Assigned task ->
In the abstract on PIF4 and H2O2 homeostasis, which two genes does PIF4 directly activate at the transcriptional level?

Source document ->
◇ ◇ ◇ ◇

PIF4-mediated regulation of H2O2 homeostasis controls Arabidopsis seedling thermomorphogenesis

Thermomorphogenesis under high ambient temperature involves extensive developmental changes, including hypocotyl elongation at the seedling stage, in Arabidopsis. Reactive Oxygen Species (ROS), particularly hydrogen peroxide (H2O2), are important signaling molecules, playing crucial roles in plant development and stress responses. While ROS-homeostasis is shown to be crucial for maintaining cellular functions and mediating various developmental responses, the involvement of ROS-homeostasis in the regulation of thermomorphogenic responses and the underlying genetic basis remains poorly understood. In this study, comprehensive transcriptomic analyses revealed strong induction of ROS homeostasis and signaling genes in Arabidopsis seedlings under high ambient temperature. Pharmacological and genetic experiments showed that maintaining H2O2 homeostasis is crucial for seedling thermomorphogenesis. We identified PHYTOCHROME INTERACTING FACTOR 4 (PIF4) as a key regulator of H2O2 homeostasis via direct transcriptional activation of CAT2 and CAT3 genes, which are involved in the regulation of H2O2 levels, to modulate hypocotyl elongation under high temperature. Genetic and biochemical experiments confirmed that CATs act downstream to PIF4 in the same signaling pathway to regulate high-temperature-responsive hypocotyl elongation. Interestingly, elevated H2O2 levels reduced PIF4 protein abundance under high temperature. Together, our findings establish a PIF4-CAT-H2O2 regulatory module, functioning alongside the canonical PIF4-Auxin module, that integrates to auxin signaling to fine-tune hypocotyl elongation under high temperature by maintaining H2O2 homeostasis.

◇ ◇ ◇ ◇

Source records ->
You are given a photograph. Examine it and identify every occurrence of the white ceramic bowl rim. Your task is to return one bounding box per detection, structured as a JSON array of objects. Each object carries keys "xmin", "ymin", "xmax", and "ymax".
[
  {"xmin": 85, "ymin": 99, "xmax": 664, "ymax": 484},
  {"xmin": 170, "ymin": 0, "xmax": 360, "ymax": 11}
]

◇ ◇ ◇ ◇

Exercise response ->
CAT2 and CAT3.